WORK REQUIRED:
Your task is to copy every record exactly.

━━━━━ RECORDS FOR THE TASK

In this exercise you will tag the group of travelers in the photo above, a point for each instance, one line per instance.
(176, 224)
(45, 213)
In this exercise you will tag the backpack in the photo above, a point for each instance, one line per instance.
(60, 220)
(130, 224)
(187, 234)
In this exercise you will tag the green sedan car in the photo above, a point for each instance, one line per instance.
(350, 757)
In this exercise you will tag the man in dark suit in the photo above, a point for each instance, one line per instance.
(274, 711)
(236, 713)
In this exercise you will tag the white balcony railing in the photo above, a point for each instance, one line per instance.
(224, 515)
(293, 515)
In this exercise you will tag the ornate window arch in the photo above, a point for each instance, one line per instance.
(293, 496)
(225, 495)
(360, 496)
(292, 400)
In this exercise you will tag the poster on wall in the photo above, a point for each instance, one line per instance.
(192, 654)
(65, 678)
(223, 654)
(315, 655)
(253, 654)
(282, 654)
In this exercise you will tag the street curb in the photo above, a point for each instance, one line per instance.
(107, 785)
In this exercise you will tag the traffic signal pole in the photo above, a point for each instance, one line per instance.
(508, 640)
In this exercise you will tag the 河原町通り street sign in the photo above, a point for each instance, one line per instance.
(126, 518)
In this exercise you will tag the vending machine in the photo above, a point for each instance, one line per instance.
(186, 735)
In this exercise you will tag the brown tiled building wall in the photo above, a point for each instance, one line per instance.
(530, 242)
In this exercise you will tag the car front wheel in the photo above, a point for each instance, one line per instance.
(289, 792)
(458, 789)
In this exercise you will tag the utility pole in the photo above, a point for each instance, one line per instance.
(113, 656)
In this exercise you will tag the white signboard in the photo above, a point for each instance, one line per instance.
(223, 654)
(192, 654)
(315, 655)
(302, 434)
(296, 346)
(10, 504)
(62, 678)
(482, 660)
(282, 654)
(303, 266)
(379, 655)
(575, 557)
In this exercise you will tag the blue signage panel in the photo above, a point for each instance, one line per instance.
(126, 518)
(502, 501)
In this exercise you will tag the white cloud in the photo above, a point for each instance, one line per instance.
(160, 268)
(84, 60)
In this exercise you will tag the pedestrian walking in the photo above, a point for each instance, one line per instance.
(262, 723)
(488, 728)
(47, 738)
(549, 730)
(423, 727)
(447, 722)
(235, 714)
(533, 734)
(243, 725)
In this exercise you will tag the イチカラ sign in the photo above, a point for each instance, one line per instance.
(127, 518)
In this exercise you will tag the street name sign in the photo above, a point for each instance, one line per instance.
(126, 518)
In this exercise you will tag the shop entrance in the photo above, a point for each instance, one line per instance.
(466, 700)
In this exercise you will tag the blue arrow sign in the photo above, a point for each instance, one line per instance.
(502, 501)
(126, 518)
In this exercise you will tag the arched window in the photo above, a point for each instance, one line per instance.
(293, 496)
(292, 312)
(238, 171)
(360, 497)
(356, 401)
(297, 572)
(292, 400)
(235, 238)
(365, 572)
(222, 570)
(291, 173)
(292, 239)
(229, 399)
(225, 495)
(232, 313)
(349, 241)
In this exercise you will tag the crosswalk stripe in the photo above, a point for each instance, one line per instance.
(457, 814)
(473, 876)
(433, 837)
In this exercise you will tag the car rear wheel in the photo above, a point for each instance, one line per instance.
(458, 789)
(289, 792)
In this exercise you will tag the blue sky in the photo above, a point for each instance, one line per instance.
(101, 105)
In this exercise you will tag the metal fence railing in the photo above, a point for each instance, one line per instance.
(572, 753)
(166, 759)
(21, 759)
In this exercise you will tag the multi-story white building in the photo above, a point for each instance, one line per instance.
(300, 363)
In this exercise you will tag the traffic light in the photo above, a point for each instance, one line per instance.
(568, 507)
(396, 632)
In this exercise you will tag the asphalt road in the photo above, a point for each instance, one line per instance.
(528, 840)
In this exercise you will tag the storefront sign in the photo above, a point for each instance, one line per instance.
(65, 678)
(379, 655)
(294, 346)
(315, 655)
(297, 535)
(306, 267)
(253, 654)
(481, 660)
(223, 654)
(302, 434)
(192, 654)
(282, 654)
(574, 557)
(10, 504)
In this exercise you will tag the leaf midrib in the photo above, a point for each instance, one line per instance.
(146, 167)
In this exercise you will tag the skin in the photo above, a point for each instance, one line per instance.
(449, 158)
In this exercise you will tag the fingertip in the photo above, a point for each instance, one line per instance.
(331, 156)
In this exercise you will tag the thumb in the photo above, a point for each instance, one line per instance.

━━━━━━━━━━

RESULT FOR THIS TASK:
In this exercise you will tag the group of travelers in the photo above, a point for each instance, one line per instance.
(176, 224)
(45, 213)
In this exercise you will tag the backpack in the photo above, a point for each instance, one line per instance.
(60, 220)
(130, 224)
(187, 234)
In this exercise you will tag the green sedan car in the photo above, a point for each instance, one line per instance.
(350, 757)
In this exercise you will tag the man in dark suit in the photo above, a point for each instance, one line per instance.
(274, 711)
(236, 713)
In this exercise you will tag the white balcony railing in the photo above, a point for each instance, one line per instance.
(224, 515)
(293, 515)
In this exercise you will tag the ornate window arch in the photo above, a point for each instance, one line per instance.
(293, 496)
(225, 495)
(360, 496)
(292, 400)
In this exercise you will tag the poster on wall in the photo above, a point for each instance, one line per instance.
(192, 654)
(65, 678)
(223, 654)
(315, 655)
(253, 654)
(282, 654)
In this exercise you will tag the street curb in the photo above, a point for each instance, one line per instance.
(107, 785)
In this exercise you will tag the traffic signal pole in the photo above, a point for each instance, one line per instance.
(508, 640)
In this exercise you will tag the 河原町通り street sign in the photo above, a point for each instance, one line per instance.
(126, 518)
In this exercise you will tag the vending machine in the photo above, a point for each instance, one line per instance.
(186, 735)
In this exercise you will tag the brown tiled building wall in the photo above, a point for each instance, one line per instance.
(530, 242)
In this exercise you will tag the car front wheel in the photo above, a point for each instance, one line per instance.
(289, 792)
(458, 789)
In this exercise you will tag the utility pole in the photo above, a point for each instance, one line per instance.
(113, 656)
In this exercise you will tag the white signboard in the photo above, a point for each instance, one line per instance.
(223, 654)
(192, 654)
(315, 655)
(302, 434)
(296, 346)
(10, 504)
(62, 678)
(482, 660)
(282, 654)
(303, 266)
(379, 655)
(575, 557)
In this exercise you will tag the blue signage panel in the photo above, a point for each instance, one line per instance.
(126, 518)
(502, 501)
In this exercise you will tag the white cloud in the photo above, a point for each instance, one line per instance.
(160, 268)
(84, 60)
In this exercise you will tag the pedestrian walking in the photo above, a point for each instance, one line per instance.
(262, 723)
(488, 728)
(47, 738)
(549, 730)
(423, 727)
(447, 722)
(235, 714)
(533, 734)
(243, 725)
In this exercise you will tag the イチカラ sign in the photo above, a point for each instance, one line per instance.
(127, 518)
In this exercise you will tag the street name sign in the photo above, a point for each instance, one line per instance.
(126, 518)
In this exercise you will tag the shop entrance in the photo above, a point for each instance, one line per instance.
(466, 700)
In this exercise you will tag the blue arrow sign in the photo above, a point for each instance, one line per instance.
(502, 501)
(126, 518)
In this exercise you will tag the arched window in the photo above, a point for each instance, one line per instance.
(293, 496)
(292, 312)
(238, 171)
(360, 497)
(356, 401)
(297, 572)
(292, 400)
(235, 238)
(365, 572)
(222, 570)
(291, 173)
(292, 239)
(229, 399)
(225, 495)
(232, 313)
(349, 241)
In this exercise you will tag the crosswalk stripe in the photo above, a point for each instance, one line per instance.
(457, 814)
(473, 876)
(433, 837)
In this exercise you will tag the car rear wheel in the photo above, a point for each instance, one line per instance.
(458, 789)
(289, 792)
In this exercise you will tag the blue sky in the photo above, a point for each instance, one line per instance.
(101, 105)
In this exercise you will tag the metal fence railing in the photo above, a point for each instance, one line per instance.
(572, 753)
(166, 759)
(21, 759)
In this exercise you will tag the multi-story white building in the photo above, a point for each instance, one line per instance.
(300, 363)
In this exercise you will tag the traffic light in the photo above, a point for each instance, one line per instance.
(568, 507)
(396, 632)
In this exercise you will tag the asphalt road in the photo above, a point for each instance, one line per instance.
(528, 840)
In this exercise you will tag the storefront sign in the photo above, a point for each instance, one line per instance.
(65, 678)
(379, 655)
(294, 346)
(315, 655)
(297, 535)
(306, 267)
(253, 654)
(481, 660)
(223, 654)
(302, 434)
(192, 654)
(282, 654)
(574, 557)
(10, 504)
In this exercise you will tag the leaf midrib in the photo above, a point for each instance, one line per instance.
(146, 167)
In this exercise you will tag the skin in the photo above, a point for each instance, one line per instance.
(449, 158)
In this exercise you will tag the fingertip in the photo above, a point for each instance, one line per instance.
(331, 156)
In this exercise you will tag the thumb in the photo above, a point for each instance, one line per instance.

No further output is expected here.